# Aim of the exercise:
Only some lines are wanted: please transcribe exactly those from the one containing "A lightweight detector" through the end of the data, pictures excluded.

***** Records

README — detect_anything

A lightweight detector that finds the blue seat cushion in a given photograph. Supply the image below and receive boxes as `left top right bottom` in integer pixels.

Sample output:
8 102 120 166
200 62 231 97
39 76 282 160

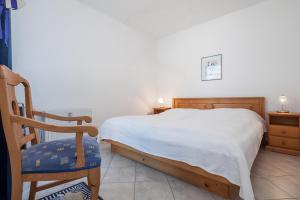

**********

# Task response:
A lightweight detector that finds the blue seat cushion in a given photograph. Supply the image below and receive boxes as `left top right bottom` in integer pixels.

Sample output:
8 102 120 166
200 62 231 97
39 76 282 160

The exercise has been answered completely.